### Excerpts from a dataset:

------------------------------------------------

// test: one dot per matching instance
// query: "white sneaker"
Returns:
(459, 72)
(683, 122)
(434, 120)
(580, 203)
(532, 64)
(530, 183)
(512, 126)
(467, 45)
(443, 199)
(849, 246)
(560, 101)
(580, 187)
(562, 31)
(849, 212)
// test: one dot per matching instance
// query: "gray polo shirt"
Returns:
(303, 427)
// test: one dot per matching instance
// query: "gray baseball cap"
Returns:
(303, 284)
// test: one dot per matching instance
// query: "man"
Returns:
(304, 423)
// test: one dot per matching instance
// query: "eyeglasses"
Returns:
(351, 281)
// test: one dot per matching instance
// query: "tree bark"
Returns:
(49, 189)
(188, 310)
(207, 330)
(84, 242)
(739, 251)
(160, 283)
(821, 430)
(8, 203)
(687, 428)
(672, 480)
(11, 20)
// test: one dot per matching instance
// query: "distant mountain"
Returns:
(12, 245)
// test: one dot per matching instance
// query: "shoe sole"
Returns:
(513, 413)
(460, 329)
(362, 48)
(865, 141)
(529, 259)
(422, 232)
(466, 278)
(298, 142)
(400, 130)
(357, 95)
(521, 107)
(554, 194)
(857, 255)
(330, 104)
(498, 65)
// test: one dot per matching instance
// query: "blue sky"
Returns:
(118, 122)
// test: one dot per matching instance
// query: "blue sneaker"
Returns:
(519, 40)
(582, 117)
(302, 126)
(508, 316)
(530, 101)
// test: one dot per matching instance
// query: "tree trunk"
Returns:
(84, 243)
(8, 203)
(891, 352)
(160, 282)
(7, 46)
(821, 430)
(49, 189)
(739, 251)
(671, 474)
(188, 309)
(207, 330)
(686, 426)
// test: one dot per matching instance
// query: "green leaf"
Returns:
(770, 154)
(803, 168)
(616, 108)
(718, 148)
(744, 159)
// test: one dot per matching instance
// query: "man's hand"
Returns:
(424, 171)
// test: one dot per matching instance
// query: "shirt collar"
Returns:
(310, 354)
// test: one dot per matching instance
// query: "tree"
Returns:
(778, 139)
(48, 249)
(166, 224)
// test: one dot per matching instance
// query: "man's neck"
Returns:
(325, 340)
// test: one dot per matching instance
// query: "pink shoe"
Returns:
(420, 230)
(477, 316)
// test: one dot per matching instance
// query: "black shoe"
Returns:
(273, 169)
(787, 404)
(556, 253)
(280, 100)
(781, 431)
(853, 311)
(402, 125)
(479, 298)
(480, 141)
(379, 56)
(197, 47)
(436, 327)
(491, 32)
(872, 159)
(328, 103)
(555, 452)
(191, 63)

------------------------------------------------

### TASK DETAILS:
Starting at the first line and ending at the last, retype the entries above.

### ANSWER BELOW:
// test: one dot per matching instance
// query: "white sneaker"
Returns:
(459, 72)
(683, 122)
(434, 120)
(580, 203)
(532, 64)
(530, 183)
(512, 126)
(467, 45)
(443, 199)
(849, 246)
(560, 101)
(580, 187)
(562, 31)
(849, 212)
// test: one dot per matching instance
// query: "gray polo shirt"
Returns:
(303, 427)
// test: one dot per matching instance
// query: "gray baseball cap"
Returns:
(303, 284)
// test: one dot per matching instance
// query: "man"
Returns:
(304, 423)
// test: one dot per matching instance
// query: "eyeglasses"
Returns:
(351, 281)
// test: one dot per matching instance
// query: "tree bark"
Returns:
(49, 189)
(188, 310)
(207, 330)
(84, 242)
(739, 251)
(160, 283)
(821, 430)
(8, 203)
(687, 428)
(672, 480)
(11, 20)
// test: one dot per matching instance
// query: "distant mountain"
Returns:
(12, 245)
// test: one dot per matching instance
// query: "shoe sole"
Returns:
(513, 413)
(460, 329)
(362, 48)
(865, 141)
(529, 259)
(422, 232)
(466, 278)
(298, 142)
(400, 130)
(357, 95)
(521, 107)
(554, 194)
(857, 255)
(330, 104)
(498, 65)
// test: one dot per matching instance
// query: "blue sky"
Returns:
(118, 122)
// test: one dot per matching instance
// query: "blue sneaker"
Returns:
(519, 40)
(582, 117)
(302, 126)
(508, 316)
(530, 101)
// test: one dot per matching instance
// query: "tree trunk"
Returns:
(84, 243)
(8, 203)
(891, 352)
(160, 282)
(7, 46)
(821, 430)
(49, 189)
(739, 251)
(671, 474)
(188, 309)
(207, 330)
(686, 426)
// test: one dot per matching instance
// query: "green leaf"
Returns:
(770, 154)
(803, 168)
(616, 108)
(718, 148)
(744, 159)
// test: one dot per matching instance
// query: "man's hand"
Returns:
(424, 171)
// test: one dot per matching instance
// query: "shirt collar"
Returns:
(310, 354)
// test: one dot per matching instance
// query: "tree"
Returns:
(778, 139)
(48, 249)
(166, 224)
// test: one dot per matching instance
// query: "man's neck"
Returns:
(325, 340)
// test: one dot per matching instance
// query: "pink shoe"
Returns:
(420, 230)
(477, 316)
// test: one dot per matching instance
// query: "black shoe"
Returns:
(273, 169)
(787, 404)
(556, 253)
(280, 100)
(781, 431)
(853, 311)
(402, 125)
(479, 298)
(480, 141)
(379, 56)
(197, 47)
(436, 327)
(491, 32)
(872, 159)
(328, 103)
(555, 452)
(191, 63)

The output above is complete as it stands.